- **AUFGABE**
Setze den Text über die Gemeinschaft am Tiberkul-See nach seinem letzten Satz fort.

+++ DOKUMENTTEXT +++

Tiberkul ist der Name eines wunderschönen Bergsees

Tiberkul ist der Name eines wunderschönen Bergsees, er ist weder durch eine Straße noch durch die Schiene erschlossen, und somit fast im ursprünglichen Zustand. Außer einem alten Fischerdörfchen, das von "Altgläubigen" gegründet wurde, jetzt aber halbverlassen ist, lebte hier niemand.

In dieser unerschlossenen Nachbarschaft, mitten in der bergigen Taiga, in etwa achthundert Meter Höhe, begann vor acht Jahren das einmalige Tiberkul-Gemeinschaftsprojekt. Eine christlich-religiöse Ökogemeinschaft wollte unter diesen schwierigen Lebensbedingungen ihre neue Überlebenskultur erproben und beweisen.

Dafür wurden zunächst hundert Quadratkilometer Urwald gepachtet und mit einfachsten Mitteln Holzblockhäuser gebaut, sowie alle zum Überleben notwendigen Pflanzen angebaut. Doch was treibt die zumeist intellektuellen Russen aller Altersstufen in die von archaischen Urgewalten geprägte Taiga? Ein bequemes Öko-Leben nach westlichem Standard können sie dort gewiss nicht erwarten. Allein die Sehnsucht zurück zur Natur kann es auch nicht sein, denn die Lebensbedingungen sind oft grausam hart, und Natur gibt es in Russland massenhaft.

Der Beweggrund, der bisher schon über dreitausend Menschen in diese Region gezogen hat, ist ein anderer. Es handelt sich bei diesem unglaublichen Projekt um eine
Glaubensgemeinschaft, die sich seit zehn Jahren (heute zwanzig Jahren) um ihren Gründer und Lehrer Wissarion gesammelt hat.

Die Glaubenssätze von Wissarion sind streng und konsequent, sie versprechen kein leichtes Leben. Doch vielleicht ist gerade dies im maroden, mafiösen Russland besonders glaubwürdig. Man könnte den Weg auch als dritten Weg zwischen Kapitalismus und Kommunismus bezeichnen. Doch ist das materielle Leben, trotz seiner täglichen Überlebenskunst, nicht der Hauptinhalt seiner Lehre. Vielmehr geht es ihm und seiner "Familie", wie sie sich liebevoll als Brüder und Schwestern bezeichnen, darum, Hass und Neid und negative Gedanken zu vermeiden und eine allumfassende Liebe zu verbreiten.

+++ DATEN +++

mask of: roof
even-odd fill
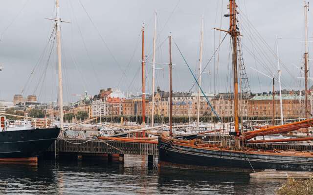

+++

- **ERGEBNIS**
Dass dies geht, und für jeden Besucher spürbar ist, konnte auch unsere kleine Besuchergruppe voller Erstaunen und Bewunderung jeden Tag wieder erleben. Die ohnehin schon sprichwörtliche russische Gastfreundschaft wird durch eine offene, interessante und liebevolle Umgangsart unterstrichen, die wohl einmalig auf der Welt sein dürfte.

Diese allumfassende Liebe umfasst sowohl die Natur, als auch die Tiere, und natürlich alle Menschen, also auch mögliche Feinde. Konsequenterweise gehört zu der neuen Lebensweise ein für Normalrussen undenkbarer Lebensstil. Statt fettiger Ernährung mit übermäßigem Fleischgenuss wird sogar eine vegane Lebensweise angestrebt. Außer Milch für Kinder wird also auf alle tierischen Produkte und auch Milchprodukte verzichtet. Ebenso auf Kaffee, Alkohol und alle anderen Drogen, die sonst in Russland das unerträgliche Alltagsleben betäuben. Dazu fast ohne Auto und elektrische Maschinen.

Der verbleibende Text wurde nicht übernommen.